**TASK INSTRUCTIONS:**
(1) Answer these about the post on inlining and structs in C#:
(a) Why can inlining increase code size?
(b) How binding is the JIT's response to [MethodImpl(MethodImplOptions.AggressiveInlining)]?
(c) What is myPoint after the call MovePoint(myPoint)?
(2) Using the post on inlining and structs in C#, explain why inlining can make passing a struct cheaper.
(3) Continue the post on inlining and structs in C# from its last sentence.

[[ EXTRACT TO READ, beginning ]]

In this - somewhat technical and barely usable - blog post, we will have a look at inlining and structs in C#. And how they can optimize performance in some interesting ways.
Inlining
Inlining is a compiler optimization that replaces a method call with the method's body. So if you have the following code:
public int Add(int a, int b) => a + b;
public int CalculateSum(int x, int y)
{
return Add(x, y);
}
The compiler might optimize it to:
public int CalculateSum(int x, int y)
{
return x + y;
}
The obvious advantage here is that we avoid the overhead of a method call, but it can also increase the size of the code, which can have its own performance implications (as we copy the body of a method to every place it is called).
There is an attribute called: [MethodImpl(MethodImplOptions.AggressiveInlining)]
that can be used to suggest to the compiler that a method should be inlined, even if it might not do so by default. That is just a hint, and the JIT can still choose to ignore it.
We can also use [MethodImpl(MethodImplOptions.NoInlining)]
to prevent a method from being inlined (or better: to suggest the JIT that it should not inline it).
struct
s
An integral part of struct
s is that they are, normally, passed by value. This means that when you pass a struct
to a method, a copy of the struct
is made. So:
public struct Point
{
public int X;
public int Y;
}
public void MovePoint(Point p)
{
p.X += 10;
p.Y += 10;
}
Point myPoint = new Point { X = 0, Y = 0 };
MovePoint(myPoint);
// myPoint is still { X = 0, Y = 0 }
Ideally, you try to keep struct
s immutable for exactly that reason. I even had a blog post about that: "Mutable value types are evil! Sort of...". Also you try to keep them small to avoid the overhead of copying large amounts of data. And that is where those two collide:
Inlining struct
methods
And here is the "beauty": If we inline a function, we "erase" the need for a copy of the struct
onto the new stackframe. So we substitute the method call with the body of the method, and thus we do not need to copy the struct
to a new stackframe. So inlining can actually make passing struct
s cheaper.

[[ EXTRACT TO READ, end ]]
[[ DATA LISTING, beginning ]]

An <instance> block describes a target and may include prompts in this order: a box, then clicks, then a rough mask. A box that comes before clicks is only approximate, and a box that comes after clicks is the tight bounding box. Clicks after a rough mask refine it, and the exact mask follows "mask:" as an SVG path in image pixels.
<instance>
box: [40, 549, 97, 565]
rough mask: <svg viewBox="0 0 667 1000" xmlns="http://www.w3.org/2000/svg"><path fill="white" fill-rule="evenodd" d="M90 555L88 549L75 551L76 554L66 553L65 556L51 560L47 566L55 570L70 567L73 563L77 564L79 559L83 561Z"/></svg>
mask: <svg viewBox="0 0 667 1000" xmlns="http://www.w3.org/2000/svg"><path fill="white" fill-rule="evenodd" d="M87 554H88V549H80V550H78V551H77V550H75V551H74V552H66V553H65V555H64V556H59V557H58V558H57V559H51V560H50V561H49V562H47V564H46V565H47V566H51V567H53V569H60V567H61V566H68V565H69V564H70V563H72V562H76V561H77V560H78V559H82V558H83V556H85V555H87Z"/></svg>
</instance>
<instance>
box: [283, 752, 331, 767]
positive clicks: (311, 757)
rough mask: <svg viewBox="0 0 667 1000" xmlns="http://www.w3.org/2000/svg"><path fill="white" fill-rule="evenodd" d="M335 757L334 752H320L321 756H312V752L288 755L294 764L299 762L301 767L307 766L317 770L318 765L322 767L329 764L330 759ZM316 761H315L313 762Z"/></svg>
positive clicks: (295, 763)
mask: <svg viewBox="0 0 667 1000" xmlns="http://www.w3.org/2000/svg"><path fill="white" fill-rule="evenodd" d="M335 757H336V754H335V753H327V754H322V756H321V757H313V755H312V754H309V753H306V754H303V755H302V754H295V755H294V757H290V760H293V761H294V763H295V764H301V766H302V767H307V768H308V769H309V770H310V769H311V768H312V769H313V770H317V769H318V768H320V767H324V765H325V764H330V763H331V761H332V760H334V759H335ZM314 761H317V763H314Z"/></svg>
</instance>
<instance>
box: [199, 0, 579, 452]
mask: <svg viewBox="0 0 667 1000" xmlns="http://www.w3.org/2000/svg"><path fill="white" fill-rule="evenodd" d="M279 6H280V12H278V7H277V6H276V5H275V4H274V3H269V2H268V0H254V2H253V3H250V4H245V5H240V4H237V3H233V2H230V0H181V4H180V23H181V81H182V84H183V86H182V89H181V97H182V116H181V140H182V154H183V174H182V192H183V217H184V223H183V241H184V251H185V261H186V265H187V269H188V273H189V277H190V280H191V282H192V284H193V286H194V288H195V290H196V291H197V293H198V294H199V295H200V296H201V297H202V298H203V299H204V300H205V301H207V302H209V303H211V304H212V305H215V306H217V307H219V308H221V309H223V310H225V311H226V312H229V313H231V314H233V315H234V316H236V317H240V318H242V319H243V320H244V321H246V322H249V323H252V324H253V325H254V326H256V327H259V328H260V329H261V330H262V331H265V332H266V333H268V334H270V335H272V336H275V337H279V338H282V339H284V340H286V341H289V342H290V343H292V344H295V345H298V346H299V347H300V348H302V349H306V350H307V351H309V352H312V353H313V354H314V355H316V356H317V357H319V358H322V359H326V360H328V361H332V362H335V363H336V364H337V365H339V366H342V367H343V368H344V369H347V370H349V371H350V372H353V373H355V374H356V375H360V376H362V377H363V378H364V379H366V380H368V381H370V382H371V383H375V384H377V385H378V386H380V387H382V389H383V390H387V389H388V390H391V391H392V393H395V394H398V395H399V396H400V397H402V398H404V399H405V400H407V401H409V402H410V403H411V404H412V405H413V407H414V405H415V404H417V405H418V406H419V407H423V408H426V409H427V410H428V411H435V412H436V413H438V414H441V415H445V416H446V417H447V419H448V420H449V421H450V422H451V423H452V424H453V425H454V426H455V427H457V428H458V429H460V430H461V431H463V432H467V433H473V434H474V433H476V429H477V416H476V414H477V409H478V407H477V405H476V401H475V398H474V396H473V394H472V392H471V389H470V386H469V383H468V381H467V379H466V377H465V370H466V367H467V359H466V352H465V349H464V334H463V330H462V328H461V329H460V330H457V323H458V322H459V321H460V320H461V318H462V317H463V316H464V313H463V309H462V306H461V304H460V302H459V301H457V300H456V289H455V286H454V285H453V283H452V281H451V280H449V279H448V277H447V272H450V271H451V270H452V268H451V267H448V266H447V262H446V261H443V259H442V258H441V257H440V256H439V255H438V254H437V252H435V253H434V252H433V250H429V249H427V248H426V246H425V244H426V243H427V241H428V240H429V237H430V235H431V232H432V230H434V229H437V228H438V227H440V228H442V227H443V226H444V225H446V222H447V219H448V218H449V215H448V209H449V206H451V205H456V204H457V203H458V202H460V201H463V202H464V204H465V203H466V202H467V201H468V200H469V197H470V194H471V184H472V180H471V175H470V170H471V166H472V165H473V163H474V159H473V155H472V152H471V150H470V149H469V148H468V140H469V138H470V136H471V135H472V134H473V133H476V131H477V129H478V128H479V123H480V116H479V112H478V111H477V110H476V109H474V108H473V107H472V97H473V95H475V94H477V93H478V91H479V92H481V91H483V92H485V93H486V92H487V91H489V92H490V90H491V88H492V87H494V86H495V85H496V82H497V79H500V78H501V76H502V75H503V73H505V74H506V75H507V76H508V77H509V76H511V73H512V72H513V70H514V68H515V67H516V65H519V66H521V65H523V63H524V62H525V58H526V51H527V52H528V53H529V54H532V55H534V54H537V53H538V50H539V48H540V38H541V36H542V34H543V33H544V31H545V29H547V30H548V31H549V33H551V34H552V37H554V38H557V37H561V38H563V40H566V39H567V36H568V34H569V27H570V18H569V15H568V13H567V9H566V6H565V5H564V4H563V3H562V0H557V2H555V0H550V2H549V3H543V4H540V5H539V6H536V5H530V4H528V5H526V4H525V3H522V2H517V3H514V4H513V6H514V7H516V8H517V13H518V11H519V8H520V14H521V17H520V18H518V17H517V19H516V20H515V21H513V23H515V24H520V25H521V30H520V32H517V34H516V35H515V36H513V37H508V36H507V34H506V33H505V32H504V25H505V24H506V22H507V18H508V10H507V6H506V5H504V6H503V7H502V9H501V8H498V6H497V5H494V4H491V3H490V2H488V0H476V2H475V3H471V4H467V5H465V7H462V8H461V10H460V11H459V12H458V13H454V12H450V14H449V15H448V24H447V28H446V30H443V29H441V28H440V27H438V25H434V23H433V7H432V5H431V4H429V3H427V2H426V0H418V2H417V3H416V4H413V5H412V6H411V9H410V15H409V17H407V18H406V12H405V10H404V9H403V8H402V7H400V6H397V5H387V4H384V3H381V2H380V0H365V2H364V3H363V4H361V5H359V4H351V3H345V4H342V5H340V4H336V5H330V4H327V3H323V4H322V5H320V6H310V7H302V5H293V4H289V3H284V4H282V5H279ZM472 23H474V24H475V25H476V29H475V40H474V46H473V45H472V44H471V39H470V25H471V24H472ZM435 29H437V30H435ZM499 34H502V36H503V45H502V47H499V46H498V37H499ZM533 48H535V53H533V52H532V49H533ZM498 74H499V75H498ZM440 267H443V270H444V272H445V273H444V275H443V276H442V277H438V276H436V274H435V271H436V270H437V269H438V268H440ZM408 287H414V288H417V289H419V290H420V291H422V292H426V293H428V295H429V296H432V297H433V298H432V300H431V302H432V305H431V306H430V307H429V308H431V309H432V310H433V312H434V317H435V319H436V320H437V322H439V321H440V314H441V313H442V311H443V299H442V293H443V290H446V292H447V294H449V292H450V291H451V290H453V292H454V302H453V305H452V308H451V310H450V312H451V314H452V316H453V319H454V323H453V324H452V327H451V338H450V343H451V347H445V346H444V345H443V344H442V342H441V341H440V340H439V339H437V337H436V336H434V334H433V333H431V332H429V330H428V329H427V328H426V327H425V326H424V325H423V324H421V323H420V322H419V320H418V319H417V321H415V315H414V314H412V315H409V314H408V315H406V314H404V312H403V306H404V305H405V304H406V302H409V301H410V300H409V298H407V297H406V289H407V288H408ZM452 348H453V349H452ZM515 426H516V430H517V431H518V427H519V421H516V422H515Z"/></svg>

[[ DATA LISTING, end ]]

**ANSWERS PROVIDED:**
(1)
(a) The body of the method is copied to every place it is called.
(b) It is only a hint, and the JIT can still choose to ignore it.
(c) It is still { X = 0, Y = 0 }.

(2) A struct is normally passed by value, so calling a method copies it onto the new stackframe. Inlining replaces the call with the method's body. That removes the need to copy the struct to a new stackframe.

(3)
Let's have a look at the following benchmark:
public class InlineVsNonInlineBenchmark
{
private SomeBigStruct _someBigStruct;
[Benchmark]
public int NonInline() => GetFNonInline(_someBigStruct) + GetFNonInline(_someBigStruct);
[Benchmark]
public int Inline() => GetFInline(_someBigStruct) + GetFInline(_someBigStruct);
[MethodImpl(MethodImplOptions.NoInlining)]
private int GetFNonInline(SomeBigStruct s) => s.F;
[MethodImpl(MethodImplOptions.AggressiveInlining)]
private int GetFInline(SomeBigStruct s) => s.F;
}
public struct SomeBigStruct
{
public int A { get; set; }
public int B { get; set; }
public int C { get; set; }
public int D { get; set; }
public int E { get; set; }
public int F { get; set; }
public int G { get; set; }
public int H { get; set; }
public int I { get; set; }
public int J { get; set; }
public int K { get; set; }
public int L { get; set; }
public int M { get; set; }
public int N { get; set; }
public int O { get; set; }
public int P { get; set; }
public int Q { get; set; }
public int R { get; set; }
public int S { get; set; }
public int T { get; set; }
public int U { get; set; }
public int V { get; set; }
public int W { get; set; }
public int X { get; set; }
public int Y { get; set; }
public int Z { get; set; }
}
Results:
| Method | Mean | Error | StdDev |
|---------- |----------:|----------:|----------:|
| NonInline | 3.3646 ns | 0.0130 ns | 0.0109 ns |
| Inline | 0.0000 ns | 0.0000 ns | 0.0000 ns |
Of course we have only one operation - that benchmark is not ideal and should be taken with a grain of salt (especially because the amount of operations is way too low).
Impressive anyway! Now, how do we know it is avoiding the copy rather than just being faster because of inlining? Well - we can increase or decrease the amount of properties in SomeBigStruct
and see how that affects the results. If we remove some of the properties (so we only have A
to N
), we get:
| Method | Mean | Error | StdDev |
|---------- |----------:|----------:|----------:|
| NonInline | 2.2966 ns | 0.0575 ns | 0.0449 ns |
| Inline | 0.0000 ns | 0.0000 ns | 0.0000 ns |
Even without a benchmark, we can check sharplab.io:
InlineVsNonInlineBenchmark.NonInline()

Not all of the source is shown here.